##### Supplied records

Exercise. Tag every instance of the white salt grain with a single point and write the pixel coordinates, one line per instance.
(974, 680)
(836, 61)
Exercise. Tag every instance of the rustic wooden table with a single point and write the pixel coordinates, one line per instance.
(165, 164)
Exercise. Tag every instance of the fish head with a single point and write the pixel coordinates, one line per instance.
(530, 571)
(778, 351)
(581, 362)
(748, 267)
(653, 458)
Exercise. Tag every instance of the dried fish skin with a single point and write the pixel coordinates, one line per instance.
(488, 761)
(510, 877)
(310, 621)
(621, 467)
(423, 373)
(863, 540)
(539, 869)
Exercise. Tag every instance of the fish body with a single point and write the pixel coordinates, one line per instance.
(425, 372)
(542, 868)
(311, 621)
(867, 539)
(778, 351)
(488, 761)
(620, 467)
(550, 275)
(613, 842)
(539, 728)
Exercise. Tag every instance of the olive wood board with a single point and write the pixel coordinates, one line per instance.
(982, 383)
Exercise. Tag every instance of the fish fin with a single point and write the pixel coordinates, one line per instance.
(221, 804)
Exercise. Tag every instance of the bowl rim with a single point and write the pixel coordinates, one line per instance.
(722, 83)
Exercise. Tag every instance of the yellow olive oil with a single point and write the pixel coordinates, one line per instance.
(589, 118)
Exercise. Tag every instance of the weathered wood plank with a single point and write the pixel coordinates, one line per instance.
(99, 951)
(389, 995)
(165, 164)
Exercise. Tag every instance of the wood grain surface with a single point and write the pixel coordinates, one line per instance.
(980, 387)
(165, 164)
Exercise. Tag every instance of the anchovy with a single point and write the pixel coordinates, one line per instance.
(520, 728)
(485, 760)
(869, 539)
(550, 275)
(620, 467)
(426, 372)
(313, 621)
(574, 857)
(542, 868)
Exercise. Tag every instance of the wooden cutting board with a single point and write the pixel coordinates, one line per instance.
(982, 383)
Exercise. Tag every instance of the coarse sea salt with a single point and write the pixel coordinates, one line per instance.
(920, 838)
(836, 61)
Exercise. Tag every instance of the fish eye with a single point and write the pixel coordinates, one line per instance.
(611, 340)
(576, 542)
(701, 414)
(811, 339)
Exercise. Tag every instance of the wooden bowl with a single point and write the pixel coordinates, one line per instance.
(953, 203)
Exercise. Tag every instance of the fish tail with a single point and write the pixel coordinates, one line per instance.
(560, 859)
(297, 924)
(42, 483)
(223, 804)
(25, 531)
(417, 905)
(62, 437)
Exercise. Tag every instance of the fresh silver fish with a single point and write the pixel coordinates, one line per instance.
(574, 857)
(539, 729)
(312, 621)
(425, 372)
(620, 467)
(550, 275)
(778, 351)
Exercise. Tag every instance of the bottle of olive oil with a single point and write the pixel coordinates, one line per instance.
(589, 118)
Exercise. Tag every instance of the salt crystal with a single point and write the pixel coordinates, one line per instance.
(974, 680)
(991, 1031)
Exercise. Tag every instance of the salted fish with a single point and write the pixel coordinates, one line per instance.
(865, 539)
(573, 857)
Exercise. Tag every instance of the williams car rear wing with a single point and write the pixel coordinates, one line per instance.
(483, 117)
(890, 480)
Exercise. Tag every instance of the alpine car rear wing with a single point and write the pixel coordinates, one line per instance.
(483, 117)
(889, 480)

##########

*Request*.
Go through the records and print each one exactly.

*Task answer*.
Exercise. Tag every instance of the white salt grain with a single point and write the pixel coordinates, one line per instance.
(974, 680)
(836, 61)
Exercise. Tag every instance of the rustic wooden table with a single point and write the pixel coordinates, one line per instance.
(165, 164)
Exercise. Tag every instance of the fish head with a single point and write the pixel coordinates, one line per instance.
(530, 571)
(778, 351)
(581, 362)
(748, 267)
(653, 458)
Exercise. Tag every instance of the dried fish skin with a single point and write the pixel coordinates, one line per instance.
(488, 761)
(510, 877)
(310, 621)
(621, 467)
(423, 373)
(863, 540)
(539, 869)
Exercise. Tag every instance of the fish body with a single point and write the pixel coordinates, one line per instance.
(425, 372)
(542, 868)
(311, 621)
(867, 539)
(778, 351)
(488, 761)
(620, 467)
(550, 275)
(613, 842)
(539, 728)
Exercise. Tag every instance of the olive wood board with a single point and write the pixel coordinates, one line per instance.
(982, 383)
Exercise. Tag every instance of the fish fin with a single point and write the pixel coordinates, one line per instance.
(221, 804)
Exercise. Tag every instance of the bowl rim with a single point and write the pixel coordinates, one line per instance.
(722, 83)
Exercise. Tag every instance of the yellow olive oil with a single point and write the pixel coordinates, one line per instance.
(589, 118)
Exercise. Tag every instance of the weathered wood plank with a single point and write the pixel coordinates, one line per instance.
(99, 951)
(389, 995)
(165, 164)
Exercise. Tag every instance of the wood grain surface with a single point and write the pixel coordinates, one line per instance.
(980, 387)
(165, 164)
Exercise. Tag every instance of the anchovy with a single point and write the pixel coordinates, one line per instance.
(520, 728)
(485, 760)
(869, 539)
(550, 275)
(620, 467)
(426, 372)
(313, 621)
(574, 857)
(542, 868)
Exercise. Tag every instance of the wooden cutting board with a single point and write the pixel coordinates, one line per instance.
(982, 383)
Exercise. Tag every instance of the coarse sea salt with a single point and write the pixel coordinates, one line per instance.
(920, 838)
(836, 61)
Exercise. Tag every instance of the fish eye with a single point and write the pixel coordinates, one line per instance.
(611, 340)
(576, 542)
(701, 414)
(811, 339)
Exercise. Tag every instance of the wooden bowl with a single point and write the pixel coordinates, one line per instance.
(953, 203)
Exercise. Tag every instance of the fish tail with a single point and write the pixel coordinates, one line per instance.
(560, 859)
(297, 924)
(42, 483)
(223, 804)
(25, 531)
(417, 905)
(62, 437)
Exercise. Tag every instance of the fresh silver fish with a single point and write the pixel coordinates, one line per instance.
(574, 857)
(539, 729)
(312, 621)
(425, 372)
(620, 467)
(550, 275)
(778, 351)
Exercise. Tag every instance of the bottle of olive oil with a single point and write the pixel coordinates, one line per instance.
(589, 118)
Exercise. Tag every instance of the salt crystal with a single point and write the pixel coordinates, one line per instance.
(974, 680)
(991, 1031)
Exercise. Tag every instance of the salted fish with a single point and write the pixel coordinates, one line per instance.
(865, 539)
(573, 857)
Exercise. Tag every instance of the williams car rear wing with a single point and write the pixel coordinates, one line per instance.
(483, 117)
(890, 480)
Exercise. Tag every instance of the alpine car rear wing with a single point and write the pixel coordinates, one line per instance.
(483, 117)
(889, 480)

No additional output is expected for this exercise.